## [SOURCE MATERIAL]
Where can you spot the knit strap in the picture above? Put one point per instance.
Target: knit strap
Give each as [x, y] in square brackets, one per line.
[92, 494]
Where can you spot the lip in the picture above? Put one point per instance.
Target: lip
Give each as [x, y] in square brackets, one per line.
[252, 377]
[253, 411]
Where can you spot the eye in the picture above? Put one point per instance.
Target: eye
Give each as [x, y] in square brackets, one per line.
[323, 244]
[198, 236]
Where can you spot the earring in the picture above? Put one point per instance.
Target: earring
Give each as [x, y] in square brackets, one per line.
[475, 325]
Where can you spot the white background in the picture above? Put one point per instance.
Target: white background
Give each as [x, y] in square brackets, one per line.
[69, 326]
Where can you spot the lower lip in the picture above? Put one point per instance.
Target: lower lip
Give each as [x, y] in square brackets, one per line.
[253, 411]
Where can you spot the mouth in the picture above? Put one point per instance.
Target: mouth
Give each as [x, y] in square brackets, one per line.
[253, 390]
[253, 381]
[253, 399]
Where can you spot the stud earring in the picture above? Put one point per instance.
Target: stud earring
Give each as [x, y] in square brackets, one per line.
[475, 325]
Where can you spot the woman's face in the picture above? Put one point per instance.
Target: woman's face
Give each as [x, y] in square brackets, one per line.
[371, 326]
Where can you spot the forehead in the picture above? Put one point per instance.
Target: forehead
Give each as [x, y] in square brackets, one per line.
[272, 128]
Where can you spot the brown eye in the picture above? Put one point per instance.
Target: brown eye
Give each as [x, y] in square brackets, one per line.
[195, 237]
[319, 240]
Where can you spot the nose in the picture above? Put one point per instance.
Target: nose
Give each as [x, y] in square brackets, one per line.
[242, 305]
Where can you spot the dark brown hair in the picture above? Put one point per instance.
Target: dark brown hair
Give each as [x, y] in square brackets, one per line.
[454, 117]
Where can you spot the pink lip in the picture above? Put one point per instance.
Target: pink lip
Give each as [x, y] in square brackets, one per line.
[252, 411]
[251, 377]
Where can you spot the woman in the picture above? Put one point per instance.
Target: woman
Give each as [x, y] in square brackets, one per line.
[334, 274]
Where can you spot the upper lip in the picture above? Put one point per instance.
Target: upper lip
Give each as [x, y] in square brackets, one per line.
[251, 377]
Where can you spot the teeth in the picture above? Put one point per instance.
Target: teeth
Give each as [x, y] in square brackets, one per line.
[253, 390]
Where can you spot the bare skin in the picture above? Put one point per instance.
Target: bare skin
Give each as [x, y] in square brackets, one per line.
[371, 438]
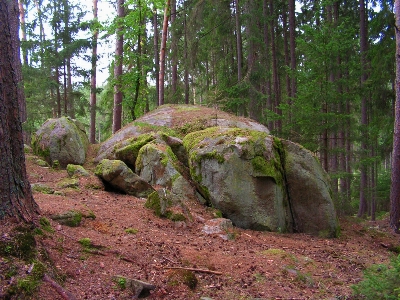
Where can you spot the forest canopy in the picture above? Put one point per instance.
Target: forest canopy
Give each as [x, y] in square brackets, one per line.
[320, 73]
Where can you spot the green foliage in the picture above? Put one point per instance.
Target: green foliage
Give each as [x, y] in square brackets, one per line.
[22, 244]
[380, 282]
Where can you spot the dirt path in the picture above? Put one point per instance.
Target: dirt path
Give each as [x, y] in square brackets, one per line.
[132, 242]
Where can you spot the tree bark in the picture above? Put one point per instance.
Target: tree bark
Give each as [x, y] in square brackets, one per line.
[93, 87]
[292, 34]
[15, 191]
[275, 72]
[238, 41]
[364, 114]
[186, 50]
[162, 54]
[174, 53]
[395, 187]
[119, 51]
[23, 31]
[156, 53]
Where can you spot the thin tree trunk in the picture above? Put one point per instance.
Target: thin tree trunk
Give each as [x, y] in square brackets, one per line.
[186, 62]
[275, 72]
[238, 41]
[71, 110]
[174, 52]
[93, 77]
[156, 53]
[58, 94]
[364, 114]
[65, 89]
[138, 66]
[267, 62]
[395, 187]
[162, 53]
[292, 33]
[117, 112]
[287, 55]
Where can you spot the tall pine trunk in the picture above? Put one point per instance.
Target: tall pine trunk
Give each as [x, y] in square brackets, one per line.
[119, 51]
[395, 188]
[156, 53]
[93, 87]
[364, 114]
[16, 198]
[162, 53]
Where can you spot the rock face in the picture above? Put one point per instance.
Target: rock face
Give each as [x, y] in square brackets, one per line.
[120, 177]
[63, 140]
[256, 180]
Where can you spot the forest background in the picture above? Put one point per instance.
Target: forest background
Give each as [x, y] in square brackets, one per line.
[319, 73]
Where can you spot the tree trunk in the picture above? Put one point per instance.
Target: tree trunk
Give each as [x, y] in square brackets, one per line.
[395, 187]
[156, 53]
[23, 31]
[174, 53]
[292, 33]
[119, 51]
[162, 53]
[58, 94]
[364, 114]
[275, 71]
[267, 62]
[93, 94]
[15, 191]
[238, 41]
[186, 61]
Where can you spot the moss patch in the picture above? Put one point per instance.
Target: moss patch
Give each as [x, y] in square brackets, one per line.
[42, 188]
[71, 218]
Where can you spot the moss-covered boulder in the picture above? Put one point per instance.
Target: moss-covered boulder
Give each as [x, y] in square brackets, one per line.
[173, 122]
[63, 140]
[240, 173]
[254, 179]
[309, 190]
[77, 171]
[117, 174]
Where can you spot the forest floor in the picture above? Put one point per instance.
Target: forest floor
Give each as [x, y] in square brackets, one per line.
[180, 259]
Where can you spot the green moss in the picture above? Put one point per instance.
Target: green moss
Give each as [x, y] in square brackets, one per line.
[132, 150]
[42, 163]
[68, 183]
[131, 230]
[153, 202]
[85, 242]
[176, 217]
[181, 276]
[146, 128]
[76, 170]
[42, 188]
[45, 224]
[25, 287]
[71, 218]
[21, 245]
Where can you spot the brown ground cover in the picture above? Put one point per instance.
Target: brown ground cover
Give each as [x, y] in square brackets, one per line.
[181, 260]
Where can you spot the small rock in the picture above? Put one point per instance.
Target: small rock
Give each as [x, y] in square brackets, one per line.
[218, 225]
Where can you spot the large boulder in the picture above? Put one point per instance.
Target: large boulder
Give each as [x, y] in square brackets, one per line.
[63, 140]
[173, 121]
[308, 186]
[240, 173]
[117, 174]
[254, 179]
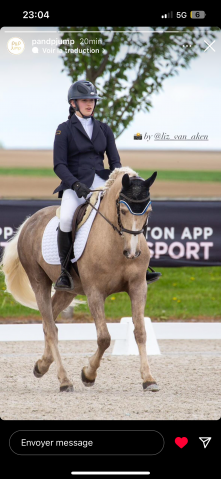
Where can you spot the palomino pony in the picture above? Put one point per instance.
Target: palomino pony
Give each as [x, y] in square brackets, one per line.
[110, 263]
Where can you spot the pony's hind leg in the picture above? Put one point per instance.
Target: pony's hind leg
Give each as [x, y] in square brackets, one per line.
[41, 285]
[138, 295]
[60, 301]
[96, 305]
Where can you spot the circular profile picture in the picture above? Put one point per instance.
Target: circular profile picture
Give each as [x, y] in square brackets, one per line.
[16, 45]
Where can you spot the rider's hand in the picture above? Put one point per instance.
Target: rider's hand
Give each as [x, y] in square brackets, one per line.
[81, 189]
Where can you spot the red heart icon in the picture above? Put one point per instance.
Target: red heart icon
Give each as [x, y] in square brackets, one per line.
[181, 441]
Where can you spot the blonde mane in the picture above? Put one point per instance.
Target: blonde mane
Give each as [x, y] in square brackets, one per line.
[114, 175]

## [TRY IT]
Copy every line of the entries in which "pink" can be found.

## [EXERCISE SOLUTION]
Where can you spot the pink lip in the picture above? Put one point per instance.
Target: pink lip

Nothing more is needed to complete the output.